Extract every line in the records below that contains the word "fluffy", matching case exactly, and copy each such line.

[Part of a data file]

····················

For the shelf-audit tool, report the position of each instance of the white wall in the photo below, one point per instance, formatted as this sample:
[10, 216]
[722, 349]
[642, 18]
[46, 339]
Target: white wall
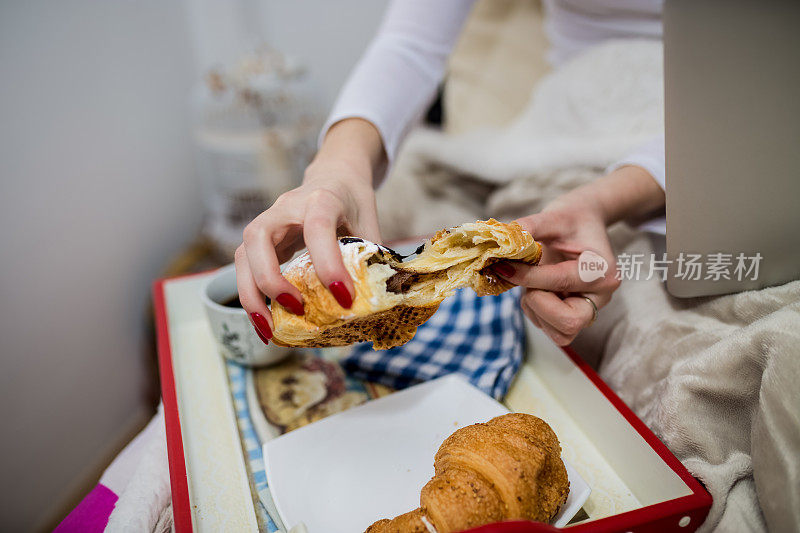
[96, 191]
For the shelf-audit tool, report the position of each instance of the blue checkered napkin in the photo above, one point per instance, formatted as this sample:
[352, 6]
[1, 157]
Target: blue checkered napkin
[479, 337]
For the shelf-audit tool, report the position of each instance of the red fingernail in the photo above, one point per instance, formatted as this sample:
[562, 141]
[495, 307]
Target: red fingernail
[261, 326]
[341, 294]
[504, 269]
[291, 303]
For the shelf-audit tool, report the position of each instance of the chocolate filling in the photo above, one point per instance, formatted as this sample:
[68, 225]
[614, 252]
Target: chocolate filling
[402, 281]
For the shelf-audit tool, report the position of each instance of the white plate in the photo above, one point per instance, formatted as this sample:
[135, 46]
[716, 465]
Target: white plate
[348, 470]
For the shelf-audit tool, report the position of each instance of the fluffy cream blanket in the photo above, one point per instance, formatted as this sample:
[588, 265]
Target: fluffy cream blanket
[715, 378]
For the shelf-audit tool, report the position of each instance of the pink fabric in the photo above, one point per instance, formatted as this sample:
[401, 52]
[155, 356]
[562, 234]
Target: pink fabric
[91, 515]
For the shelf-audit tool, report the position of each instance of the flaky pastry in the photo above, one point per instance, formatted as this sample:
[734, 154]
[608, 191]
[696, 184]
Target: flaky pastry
[393, 297]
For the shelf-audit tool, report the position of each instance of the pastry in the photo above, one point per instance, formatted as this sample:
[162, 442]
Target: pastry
[509, 468]
[392, 296]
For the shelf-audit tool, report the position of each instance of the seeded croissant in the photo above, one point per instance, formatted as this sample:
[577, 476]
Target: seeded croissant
[509, 468]
[393, 297]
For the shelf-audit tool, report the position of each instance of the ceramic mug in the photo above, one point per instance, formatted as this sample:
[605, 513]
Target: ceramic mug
[231, 326]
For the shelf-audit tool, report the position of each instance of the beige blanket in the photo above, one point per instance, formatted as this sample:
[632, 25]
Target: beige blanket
[717, 379]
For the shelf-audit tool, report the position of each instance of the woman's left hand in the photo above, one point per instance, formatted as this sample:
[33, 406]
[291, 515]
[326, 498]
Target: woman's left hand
[555, 295]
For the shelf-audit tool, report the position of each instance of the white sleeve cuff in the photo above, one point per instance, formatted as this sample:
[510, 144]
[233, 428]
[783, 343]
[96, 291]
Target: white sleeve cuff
[397, 76]
[650, 157]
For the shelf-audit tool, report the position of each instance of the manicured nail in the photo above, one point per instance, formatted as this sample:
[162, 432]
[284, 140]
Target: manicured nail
[291, 303]
[261, 326]
[341, 294]
[504, 269]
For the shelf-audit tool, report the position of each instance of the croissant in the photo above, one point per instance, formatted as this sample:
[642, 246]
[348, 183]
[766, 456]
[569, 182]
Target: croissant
[508, 468]
[393, 297]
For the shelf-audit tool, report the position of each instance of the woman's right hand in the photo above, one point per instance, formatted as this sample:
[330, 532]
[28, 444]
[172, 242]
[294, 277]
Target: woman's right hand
[336, 197]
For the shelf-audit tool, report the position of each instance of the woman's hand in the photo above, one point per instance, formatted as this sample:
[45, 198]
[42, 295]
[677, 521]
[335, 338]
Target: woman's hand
[336, 197]
[555, 296]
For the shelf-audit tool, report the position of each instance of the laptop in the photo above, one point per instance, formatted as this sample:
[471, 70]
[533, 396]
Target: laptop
[732, 110]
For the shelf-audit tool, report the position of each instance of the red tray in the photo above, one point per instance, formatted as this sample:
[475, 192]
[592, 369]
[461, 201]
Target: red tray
[661, 494]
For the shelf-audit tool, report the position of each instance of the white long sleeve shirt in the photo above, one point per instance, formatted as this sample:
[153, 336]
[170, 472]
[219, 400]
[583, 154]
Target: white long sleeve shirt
[397, 77]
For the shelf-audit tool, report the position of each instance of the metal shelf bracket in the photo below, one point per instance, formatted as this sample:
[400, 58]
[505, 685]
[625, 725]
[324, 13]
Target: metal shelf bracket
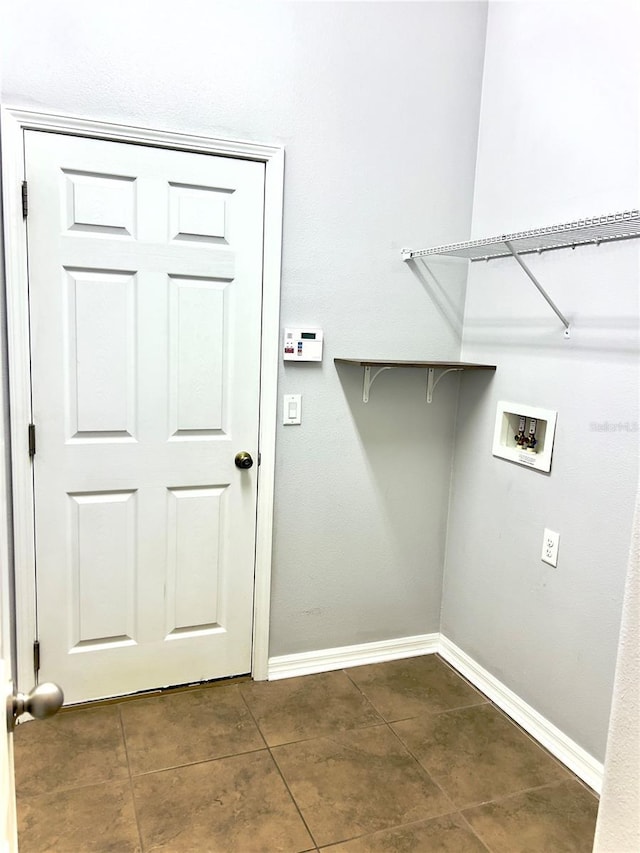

····················

**RESULT BELOW:**
For the shelf-audit tool, report the position of each instance of the fluffy cream blanket in the photo above, one point per instance, formatted as this sample:
Target: fluffy cream blanket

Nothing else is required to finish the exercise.